> **제공 자료**
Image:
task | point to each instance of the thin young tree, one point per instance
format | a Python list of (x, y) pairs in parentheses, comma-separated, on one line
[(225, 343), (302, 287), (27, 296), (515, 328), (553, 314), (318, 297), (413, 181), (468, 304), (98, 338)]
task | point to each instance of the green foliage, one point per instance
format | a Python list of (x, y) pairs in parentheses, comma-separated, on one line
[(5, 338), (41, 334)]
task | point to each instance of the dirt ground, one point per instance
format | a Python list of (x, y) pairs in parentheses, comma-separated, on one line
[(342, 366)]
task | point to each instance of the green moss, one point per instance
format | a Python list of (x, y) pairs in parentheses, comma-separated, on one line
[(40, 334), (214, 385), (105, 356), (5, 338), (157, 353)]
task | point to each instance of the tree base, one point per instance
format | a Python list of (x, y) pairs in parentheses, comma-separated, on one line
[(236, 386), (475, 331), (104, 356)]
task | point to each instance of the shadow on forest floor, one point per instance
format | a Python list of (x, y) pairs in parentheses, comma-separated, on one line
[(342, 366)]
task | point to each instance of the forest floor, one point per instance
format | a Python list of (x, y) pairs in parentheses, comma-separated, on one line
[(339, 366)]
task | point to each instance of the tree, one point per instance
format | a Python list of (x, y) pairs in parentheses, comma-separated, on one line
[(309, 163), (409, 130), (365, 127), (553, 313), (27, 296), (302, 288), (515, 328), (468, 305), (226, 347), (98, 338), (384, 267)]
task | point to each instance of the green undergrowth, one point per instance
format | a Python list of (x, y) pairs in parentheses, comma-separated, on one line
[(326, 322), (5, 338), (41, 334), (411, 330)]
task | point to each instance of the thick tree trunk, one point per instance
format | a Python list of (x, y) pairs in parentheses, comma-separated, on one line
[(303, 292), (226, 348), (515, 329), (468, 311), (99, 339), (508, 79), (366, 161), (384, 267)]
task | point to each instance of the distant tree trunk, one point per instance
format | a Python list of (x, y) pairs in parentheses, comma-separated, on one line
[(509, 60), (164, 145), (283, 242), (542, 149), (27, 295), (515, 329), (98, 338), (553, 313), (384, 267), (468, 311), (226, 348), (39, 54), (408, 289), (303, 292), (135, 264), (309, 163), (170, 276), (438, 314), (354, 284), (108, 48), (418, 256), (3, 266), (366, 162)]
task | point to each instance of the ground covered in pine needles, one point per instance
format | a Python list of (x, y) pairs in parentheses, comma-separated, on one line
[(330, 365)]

> **문제 설명**
위 자료에서 "task | point to each instance of the green foliage, one" 문자열이 포함된 줄에서 시작해 "338), (384, 267)]" 문자열이 포함된 줄에서 끝나는 구간을, 한 줄당 문자열 하나인 JSON 리스트로 변환하라. 양 끝 줄을 모두 포함하고 빈 줄은 제외한다.

> **답변**
[
  "task | point to each instance of the green foliage, one point per instance",
  "format | a Python list of (x, y) pairs in parentheses, comma-separated, on one line",
  "[(5, 338), (41, 334)]",
  "task | point to each instance of the dirt ground, one point per instance",
  "format | a Python list of (x, y) pairs in parentheses, comma-separated, on one line",
  "[(342, 366)]",
  "task | point to each instance of the green moss, one point per instance",
  "format | a Python list of (x, y) pairs in parentheses, comma-separated, on one line",
  "[(40, 334), (214, 385), (105, 356), (5, 338), (157, 353)]",
  "task | point to each instance of the tree base, one point per instance",
  "format | a Python list of (x, y) pairs in parentheses, comma-separated, on one line",
  "[(236, 386), (475, 331), (104, 356)]",
  "task | point to each instance of the shadow on forest floor, one point per instance",
  "format | a Python list of (x, y) pairs in parentheses, comma-separated, on one line",
  "[(342, 366)]",
  "task | point to each instance of the forest floor, one point per instance",
  "format | a Python list of (x, y) pairs in parentheses, comma-separated, on one line",
  "[(339, 366)]",
  "task | point to each instance of the tree, one point per instance",
  "format | a Python list of (x, y) pairs in parentheses, comma-separated, on one line",
  "[(309, 163), (409, 130), (365, 127), (553, 313), (27, 296), (302, 288), (515, 328), (468, 305), (226, 347), (98, 338), (384, 267)]"
]